Give the number of lines below that contain the word "pocket". Reply with the number only.

- - -

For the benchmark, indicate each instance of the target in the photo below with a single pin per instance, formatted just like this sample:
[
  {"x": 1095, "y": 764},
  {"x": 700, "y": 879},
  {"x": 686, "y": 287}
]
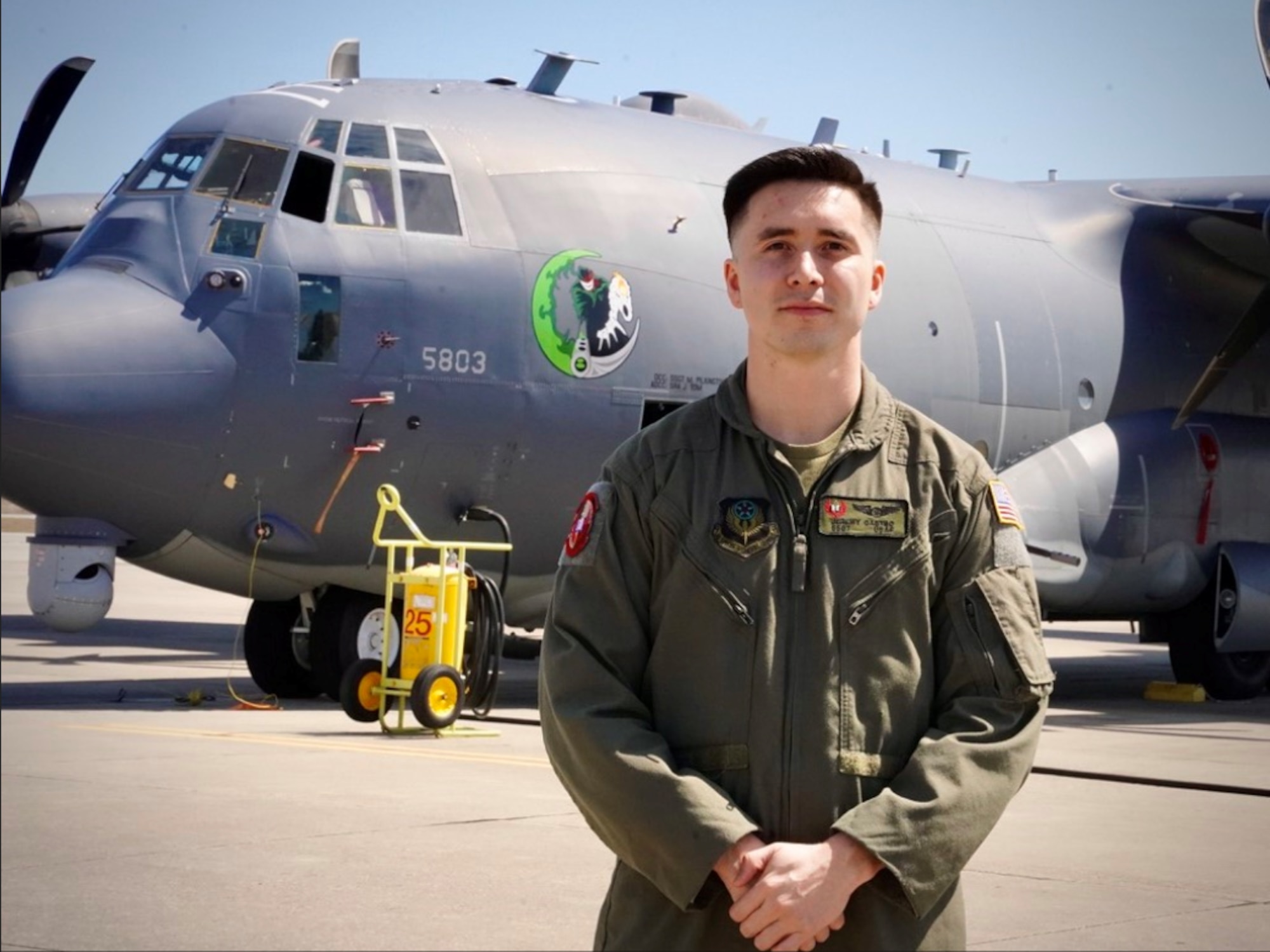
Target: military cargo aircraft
[{"x": 476, "y": 290}]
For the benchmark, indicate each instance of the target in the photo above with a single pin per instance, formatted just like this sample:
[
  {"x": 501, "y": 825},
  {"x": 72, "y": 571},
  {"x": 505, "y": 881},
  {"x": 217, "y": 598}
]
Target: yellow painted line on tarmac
[{"x": 396, "y": 747}]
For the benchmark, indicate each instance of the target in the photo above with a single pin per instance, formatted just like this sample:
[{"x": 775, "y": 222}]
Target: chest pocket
[
  {"x": 886, "y": 657},
  {"x": 702, "y": 663}
]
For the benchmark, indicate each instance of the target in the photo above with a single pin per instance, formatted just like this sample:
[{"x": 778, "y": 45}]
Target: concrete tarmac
[{"x": 149, "y": 803}]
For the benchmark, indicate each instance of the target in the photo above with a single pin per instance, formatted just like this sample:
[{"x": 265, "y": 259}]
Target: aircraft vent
[
  {"x": 662, "y": 101},
  {"x": 552, "y": 72},
  {"x": 948, "y": 157},
  {"x": 692, "y": 106},
  {"x": 346, "y": 60}
]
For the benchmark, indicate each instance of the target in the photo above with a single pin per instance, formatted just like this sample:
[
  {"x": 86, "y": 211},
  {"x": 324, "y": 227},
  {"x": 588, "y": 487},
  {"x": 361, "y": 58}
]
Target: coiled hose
[{"x": 486, "y": 644}]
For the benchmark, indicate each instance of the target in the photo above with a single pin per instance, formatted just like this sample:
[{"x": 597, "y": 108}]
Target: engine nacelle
[
  {"x": 70, "y": 579},
  {"x": 1126, "y": 519}
]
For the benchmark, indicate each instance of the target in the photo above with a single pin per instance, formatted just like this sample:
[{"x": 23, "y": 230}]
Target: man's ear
[
  {"x": 879, "y": 279},
  {"x": 732, "y": 281}
]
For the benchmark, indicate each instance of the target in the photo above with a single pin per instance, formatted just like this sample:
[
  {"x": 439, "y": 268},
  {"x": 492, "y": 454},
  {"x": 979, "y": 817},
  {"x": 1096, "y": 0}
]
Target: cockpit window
[
  {"x": 237, "y": 238},
  {"x": 416, "y": 147},
  {"x": 326, "y": 135},
  {"x": 429, "y": 200},
  {"x": 309, "y": 190},
  {"x": 244, "y": 172},
  {"x": 366, "y": 197},
  {"x": 368, "y": 142},
  {"x": 175, "y": 164},
  {"x": 318, "y": 331}
]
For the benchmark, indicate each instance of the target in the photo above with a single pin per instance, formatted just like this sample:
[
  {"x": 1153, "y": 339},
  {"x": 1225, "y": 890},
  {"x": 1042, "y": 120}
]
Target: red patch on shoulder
[{"x": 580, "y": 531}]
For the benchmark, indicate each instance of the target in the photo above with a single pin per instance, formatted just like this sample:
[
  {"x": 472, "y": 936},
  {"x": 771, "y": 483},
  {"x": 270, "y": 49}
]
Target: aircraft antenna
[
  {"x": 825, "y": 131},
  {"x": 552, "y": 72},
  {"x": 346, "y": 60}
]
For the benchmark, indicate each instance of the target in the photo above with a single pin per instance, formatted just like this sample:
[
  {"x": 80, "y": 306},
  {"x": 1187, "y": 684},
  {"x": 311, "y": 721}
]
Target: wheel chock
[{"x": 1169, "y": 691}]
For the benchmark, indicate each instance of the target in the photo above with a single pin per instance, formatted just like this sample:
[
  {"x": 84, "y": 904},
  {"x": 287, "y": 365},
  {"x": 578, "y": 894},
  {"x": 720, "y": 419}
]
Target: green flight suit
[{"x": 726, "y": 657}]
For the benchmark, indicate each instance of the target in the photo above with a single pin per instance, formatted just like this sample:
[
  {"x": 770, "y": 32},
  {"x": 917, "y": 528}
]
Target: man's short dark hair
[{"x": 799, "y": 164}]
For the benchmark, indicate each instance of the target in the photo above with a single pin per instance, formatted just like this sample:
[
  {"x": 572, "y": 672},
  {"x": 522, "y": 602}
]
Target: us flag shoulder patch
[{"x": 1004, "y": 505}]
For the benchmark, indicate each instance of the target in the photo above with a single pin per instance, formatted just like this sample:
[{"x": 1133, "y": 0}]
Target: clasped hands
[{"x": 789, "y": 897}]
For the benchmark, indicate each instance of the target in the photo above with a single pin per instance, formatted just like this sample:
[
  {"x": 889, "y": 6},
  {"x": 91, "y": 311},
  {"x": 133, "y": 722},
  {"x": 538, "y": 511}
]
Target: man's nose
[{"x": 805, "y": 270}]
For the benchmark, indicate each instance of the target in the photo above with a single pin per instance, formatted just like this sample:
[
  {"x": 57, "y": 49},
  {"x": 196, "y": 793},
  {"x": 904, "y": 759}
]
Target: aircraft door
[{"x": 1020, "y": 383}]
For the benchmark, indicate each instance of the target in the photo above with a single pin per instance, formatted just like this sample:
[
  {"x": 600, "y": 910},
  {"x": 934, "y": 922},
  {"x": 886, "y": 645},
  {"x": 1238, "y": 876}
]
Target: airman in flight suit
[{"x": 793, "y": 670}]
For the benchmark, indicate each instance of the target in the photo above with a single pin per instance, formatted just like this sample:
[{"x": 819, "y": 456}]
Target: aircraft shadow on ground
[{"x": 209, "y": 653}]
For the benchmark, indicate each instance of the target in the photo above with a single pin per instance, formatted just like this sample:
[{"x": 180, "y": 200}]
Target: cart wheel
[
  {"x": 436, "y": 696},
  {"x": 358, "y": 690}
]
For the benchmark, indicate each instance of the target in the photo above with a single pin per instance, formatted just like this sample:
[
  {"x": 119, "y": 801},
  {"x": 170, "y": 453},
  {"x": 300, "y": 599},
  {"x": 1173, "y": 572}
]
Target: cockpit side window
[
  {"x": 416, "y": 147},
  {"x": 318, "y": 329},
  {"x": 309, "y": 190},
  {"x": 244, "y": 172},
  {"x": 366, "y": 197},
  {"x": 173, "y": 166},
  {"x": 429, "y": 200},
  {"x": 326, "y": 135},
  {"x": 366, "y": 142}
]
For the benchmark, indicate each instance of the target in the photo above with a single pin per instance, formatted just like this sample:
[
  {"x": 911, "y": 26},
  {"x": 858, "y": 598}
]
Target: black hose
[
  {"x": 486, "y": 644},
  {"x": 483, "y": 513}
]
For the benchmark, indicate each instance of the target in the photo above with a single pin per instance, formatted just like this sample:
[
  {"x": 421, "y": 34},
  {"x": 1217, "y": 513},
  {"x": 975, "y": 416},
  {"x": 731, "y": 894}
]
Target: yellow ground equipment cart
[{"x": 429, "y": 671}]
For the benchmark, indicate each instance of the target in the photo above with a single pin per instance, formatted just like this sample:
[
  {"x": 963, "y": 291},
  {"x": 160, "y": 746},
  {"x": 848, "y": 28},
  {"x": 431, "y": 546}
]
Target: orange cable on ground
[{"x": 340, "y": 486}]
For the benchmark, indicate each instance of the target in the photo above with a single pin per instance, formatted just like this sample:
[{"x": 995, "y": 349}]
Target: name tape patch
[
  {"x": 1004, "y": 505},
  {"x": 869, "y": 519}
]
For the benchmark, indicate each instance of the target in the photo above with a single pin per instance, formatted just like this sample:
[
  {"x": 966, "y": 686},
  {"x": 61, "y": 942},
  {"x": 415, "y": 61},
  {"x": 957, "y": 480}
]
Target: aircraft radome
[{"x": 476, "y": 290}]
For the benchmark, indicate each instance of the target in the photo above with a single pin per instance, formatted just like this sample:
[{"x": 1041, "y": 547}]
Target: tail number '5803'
[{"x": 443, "y": 359}]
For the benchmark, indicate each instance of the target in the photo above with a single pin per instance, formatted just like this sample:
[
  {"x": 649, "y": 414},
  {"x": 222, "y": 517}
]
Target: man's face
[{"x": 805, "y": 270}]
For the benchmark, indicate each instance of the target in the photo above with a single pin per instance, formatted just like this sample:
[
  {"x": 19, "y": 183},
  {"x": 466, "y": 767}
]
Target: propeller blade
[
  {"x": 43, "y": 115},
  {"x": 1264, "y": 35},
  {"x": 1250, "y": 329}
]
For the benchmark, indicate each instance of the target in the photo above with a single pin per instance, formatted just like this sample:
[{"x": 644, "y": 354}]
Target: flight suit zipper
[
  {"x": 862, "y": 606},
  {"x": 801, "y": 553},
  {"x": 972, "y": 619},
  {"x": 740, "y": 610}
]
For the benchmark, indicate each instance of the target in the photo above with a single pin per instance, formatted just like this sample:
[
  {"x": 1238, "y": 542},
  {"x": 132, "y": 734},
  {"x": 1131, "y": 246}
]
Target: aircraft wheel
[
  {"x": 349, "y": 626},
  {"x": 277, "y": 658},
  {"x": 438, "y": 696},
  {"x": 358, "y": 690},
  {"x": 1226, "y": 676},
  {"x": 1235, "y": 676}
]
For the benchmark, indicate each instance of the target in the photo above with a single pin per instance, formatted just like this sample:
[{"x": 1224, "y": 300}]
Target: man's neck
[{"x": 802, "y": 402}]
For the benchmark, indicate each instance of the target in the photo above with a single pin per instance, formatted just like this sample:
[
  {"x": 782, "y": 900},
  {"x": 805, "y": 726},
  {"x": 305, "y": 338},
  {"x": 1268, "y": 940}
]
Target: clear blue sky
[{"x": 1098, "y": 89}]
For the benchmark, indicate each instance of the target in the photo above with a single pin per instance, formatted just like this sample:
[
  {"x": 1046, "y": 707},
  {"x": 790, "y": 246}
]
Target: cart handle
[{"x": 391, "y": 502}]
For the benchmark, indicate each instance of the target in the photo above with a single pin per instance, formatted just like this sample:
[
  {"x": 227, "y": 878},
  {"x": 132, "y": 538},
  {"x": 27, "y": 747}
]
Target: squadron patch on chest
[
  {"x": 745, "y": 526},
  {"x": 871, "y": 519}
]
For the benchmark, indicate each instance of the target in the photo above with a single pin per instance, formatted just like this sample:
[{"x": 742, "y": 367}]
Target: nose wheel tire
[
  {"x": 438, "y": 696},
  {"x": 276, "y": 653}
]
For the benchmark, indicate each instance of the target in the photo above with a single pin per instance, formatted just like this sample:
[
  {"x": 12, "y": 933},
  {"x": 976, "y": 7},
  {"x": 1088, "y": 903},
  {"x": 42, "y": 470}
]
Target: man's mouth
[{"x": 805, "y": 308}]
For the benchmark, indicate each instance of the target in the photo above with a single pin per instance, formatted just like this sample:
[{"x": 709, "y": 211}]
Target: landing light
[{"x": 220, "y": 280}]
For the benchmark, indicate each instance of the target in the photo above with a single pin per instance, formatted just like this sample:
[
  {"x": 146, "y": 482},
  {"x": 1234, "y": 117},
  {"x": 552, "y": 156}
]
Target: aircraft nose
[{"x": 114, "y": 403}]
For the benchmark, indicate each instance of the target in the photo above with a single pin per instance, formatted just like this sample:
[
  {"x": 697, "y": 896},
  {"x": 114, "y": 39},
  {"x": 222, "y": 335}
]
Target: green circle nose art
[{"x": 585, "y": 323}]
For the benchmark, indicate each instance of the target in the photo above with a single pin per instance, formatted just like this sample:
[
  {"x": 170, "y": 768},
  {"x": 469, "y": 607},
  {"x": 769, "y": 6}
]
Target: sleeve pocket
[{"x": 1012, "y": 601}]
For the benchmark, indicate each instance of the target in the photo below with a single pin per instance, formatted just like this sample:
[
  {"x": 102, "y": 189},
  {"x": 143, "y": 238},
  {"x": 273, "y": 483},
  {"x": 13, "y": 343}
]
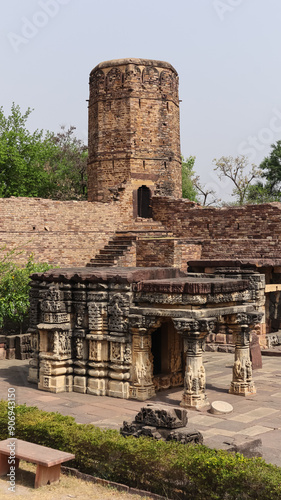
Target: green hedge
[{"x": 169, "y": 469}]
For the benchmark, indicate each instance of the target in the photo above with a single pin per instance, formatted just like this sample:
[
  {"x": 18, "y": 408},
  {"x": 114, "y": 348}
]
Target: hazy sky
[{"x": 227, "y": 54}]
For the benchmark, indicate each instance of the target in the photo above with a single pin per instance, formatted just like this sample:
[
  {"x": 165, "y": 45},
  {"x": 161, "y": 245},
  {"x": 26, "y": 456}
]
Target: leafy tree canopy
[
  {"x": 239, "y": 172},
  {"x": 22, "y": 157},
  {"x": 188, "y": 188},
  {"x": 42, "y": 165}
]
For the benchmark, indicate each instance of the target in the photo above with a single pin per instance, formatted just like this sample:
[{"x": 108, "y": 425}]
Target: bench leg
[
  {"x": 46, "y": 475},
  {"x": 5, "y": 467}
]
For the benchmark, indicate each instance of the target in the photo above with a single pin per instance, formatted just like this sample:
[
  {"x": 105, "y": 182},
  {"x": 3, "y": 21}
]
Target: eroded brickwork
[
  {"x": 186, "y": 219},
  {"x": 133, "y": 128},
  {"x": 65, "y": 233}
]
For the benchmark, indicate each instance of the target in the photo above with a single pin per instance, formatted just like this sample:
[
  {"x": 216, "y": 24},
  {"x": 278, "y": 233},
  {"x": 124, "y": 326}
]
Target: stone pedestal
[
  {"x": 242, "y": 382},
  {"x": 194, "y": 333},
  {"x": 194, "y": 395}
]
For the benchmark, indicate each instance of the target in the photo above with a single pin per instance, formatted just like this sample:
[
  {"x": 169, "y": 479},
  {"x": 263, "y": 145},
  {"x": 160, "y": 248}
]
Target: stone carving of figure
[
  {"x": 248, "y": 367},
  {"x": 237, "y": 369},
  {"x": 188, "y": 379},
  {"x": 202, "y": 378},
  {"x": 79, "y": 348}
]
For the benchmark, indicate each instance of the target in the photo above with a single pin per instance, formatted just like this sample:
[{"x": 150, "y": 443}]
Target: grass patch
[{"x": 169, "y": 469}]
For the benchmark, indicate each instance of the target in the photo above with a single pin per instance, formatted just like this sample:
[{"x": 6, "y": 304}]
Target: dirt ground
[{"x": 69, "y": 487}]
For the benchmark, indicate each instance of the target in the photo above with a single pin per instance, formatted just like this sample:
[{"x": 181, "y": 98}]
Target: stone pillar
[
  {"x": 194, "y": 333},
  {"x": 242, "y": 381},
  {"x": 142, "y": 386},
  {"x": 55, "y": 339},
  {"x": 97, "y": 338},
  {"x": 34, "y": 319},
  {"x": 80, "y": 345}
]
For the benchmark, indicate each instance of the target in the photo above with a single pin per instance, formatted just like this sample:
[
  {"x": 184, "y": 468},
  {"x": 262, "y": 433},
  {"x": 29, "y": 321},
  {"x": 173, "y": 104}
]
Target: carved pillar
[
  {"x": 55, "y": 340},
  {"x": 34, "y": 319},
  {"x": 80, "y": 350},
  {"x": 98, "y": 359},
  {"x": 194, "y": 333},
  {"x": 119, "y": 365},
  {"x": 242, "y": 381},
  {"x": 142, "y": 386}
]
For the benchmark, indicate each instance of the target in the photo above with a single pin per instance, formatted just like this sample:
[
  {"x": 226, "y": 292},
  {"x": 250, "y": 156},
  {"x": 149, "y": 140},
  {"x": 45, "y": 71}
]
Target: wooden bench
[{"x": 48, "y": 460}]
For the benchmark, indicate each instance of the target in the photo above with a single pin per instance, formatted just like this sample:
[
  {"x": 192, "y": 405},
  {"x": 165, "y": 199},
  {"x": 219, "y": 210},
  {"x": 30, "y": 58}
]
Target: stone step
[
  {"x": 110, "y": 251},
  {"x": 116, "y": 247},
  {"x": 103, "y": 258},
  {"x": 100, "y": 264}
]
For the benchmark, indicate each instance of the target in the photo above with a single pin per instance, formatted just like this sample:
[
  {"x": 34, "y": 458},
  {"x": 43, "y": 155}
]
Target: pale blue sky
[{"x": 227, "y": 54}]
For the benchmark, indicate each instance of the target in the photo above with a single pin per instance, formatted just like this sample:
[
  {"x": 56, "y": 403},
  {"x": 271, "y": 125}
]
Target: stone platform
[{"x": 253, "y": 418}]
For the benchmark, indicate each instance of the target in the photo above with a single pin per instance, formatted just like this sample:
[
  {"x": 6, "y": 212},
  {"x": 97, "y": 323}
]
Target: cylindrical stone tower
[{"x": 134, "y": 133}]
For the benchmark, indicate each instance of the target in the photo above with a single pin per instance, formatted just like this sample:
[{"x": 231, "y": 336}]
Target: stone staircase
[{"x": 123, "y": 240}]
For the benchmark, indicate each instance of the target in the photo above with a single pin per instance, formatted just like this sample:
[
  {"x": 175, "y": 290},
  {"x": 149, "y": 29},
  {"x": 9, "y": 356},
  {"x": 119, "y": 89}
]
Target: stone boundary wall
[
  {"x": 187, "y": 220},
  {"x": 62, "y": 233},
  {"x": 156, "y": 252}
]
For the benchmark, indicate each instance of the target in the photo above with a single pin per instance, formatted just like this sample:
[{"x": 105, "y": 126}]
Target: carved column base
[
  {"x": 142, "y": 393},
  {"x": 56, "y": 376},
  {"x": 80, "y": 379},
  {"x": 97, "y": 386},
  {"x": 194, "y": 400},
  {"x": 33, "y": 370},
  {"x": 97, "y": 382},
  {"x": 118, "y": 389},
  {"x": 242, "y": 388}
]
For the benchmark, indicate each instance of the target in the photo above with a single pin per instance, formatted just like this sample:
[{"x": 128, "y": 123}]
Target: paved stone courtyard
[{"x": 253, "y": 417}]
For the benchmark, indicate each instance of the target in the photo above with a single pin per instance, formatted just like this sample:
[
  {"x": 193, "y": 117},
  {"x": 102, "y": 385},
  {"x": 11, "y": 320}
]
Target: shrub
[
  {"x": 170, "y": 469},
  {"x": 14, "y": 288}
]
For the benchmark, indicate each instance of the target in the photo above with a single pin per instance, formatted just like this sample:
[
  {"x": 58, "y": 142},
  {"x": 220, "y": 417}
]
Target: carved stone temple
[{"x": 137, "y": 317}]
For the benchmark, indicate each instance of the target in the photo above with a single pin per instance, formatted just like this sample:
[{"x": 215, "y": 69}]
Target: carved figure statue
[
  {"x": 188, "y": 379},
  {"x": 237, "y": 369},
  {"x": 202, "y": 377}
]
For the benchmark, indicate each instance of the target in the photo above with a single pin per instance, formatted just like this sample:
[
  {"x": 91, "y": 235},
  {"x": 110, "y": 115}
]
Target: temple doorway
[
  {"x": 144, "y": 202},
  {"x": 167, "y": 354}
]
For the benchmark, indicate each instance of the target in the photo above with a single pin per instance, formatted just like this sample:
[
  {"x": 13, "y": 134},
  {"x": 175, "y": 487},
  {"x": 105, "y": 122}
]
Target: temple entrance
[
  {"x": 144, "y": 202},
  {"x": 167, "y": 353}
]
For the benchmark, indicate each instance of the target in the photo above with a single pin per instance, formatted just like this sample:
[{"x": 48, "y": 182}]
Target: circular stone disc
[{"x": 221, "y": 407}]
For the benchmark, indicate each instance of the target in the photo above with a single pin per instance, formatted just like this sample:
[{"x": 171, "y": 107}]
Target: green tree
[
  {"x": 188, "y": 188},
  {"x": 270, "y": 167},
  {"x": 36, "y": 164},
  {"x": 14, "y": 288},
  {"x": 22, "y": 157},
  {"x": 239, "y": 172},
  {"x": 68, "y": 166}
]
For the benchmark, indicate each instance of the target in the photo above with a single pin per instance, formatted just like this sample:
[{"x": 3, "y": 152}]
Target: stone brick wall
[
  {"x": 166, "y": 252},
  {"x": 185, "y": 219},
  {"x": 63, "y": 234},
  {"x": 133, "y": 128}
]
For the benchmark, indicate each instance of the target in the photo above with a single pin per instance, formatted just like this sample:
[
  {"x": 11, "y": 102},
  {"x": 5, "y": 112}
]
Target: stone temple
[{"x": 172, "y": 276}]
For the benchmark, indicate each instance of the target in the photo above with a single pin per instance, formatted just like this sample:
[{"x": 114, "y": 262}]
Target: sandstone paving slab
[
  {"x": 230, "y": 425},
  {"x": 214, "y": 432},
  {"x": 46, "y": 398},
  {"x": 272, "y": 439},
  {"x": 202, "y": 420},
  {"x": 252, "y": 415},
  {"x": 255, "y": 430}
]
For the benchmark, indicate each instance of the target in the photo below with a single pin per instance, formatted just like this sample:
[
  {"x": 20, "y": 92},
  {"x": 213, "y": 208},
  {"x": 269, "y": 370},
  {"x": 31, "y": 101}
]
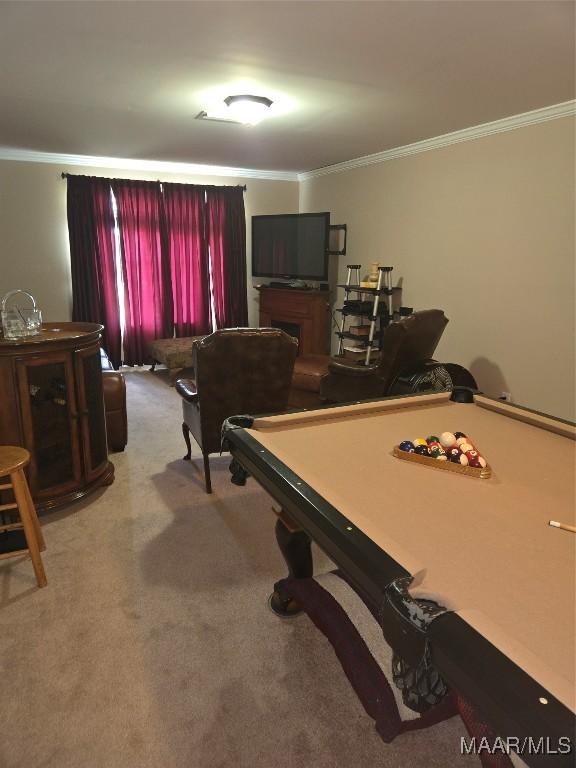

- - -

#### [OUTPUT BELOW]
2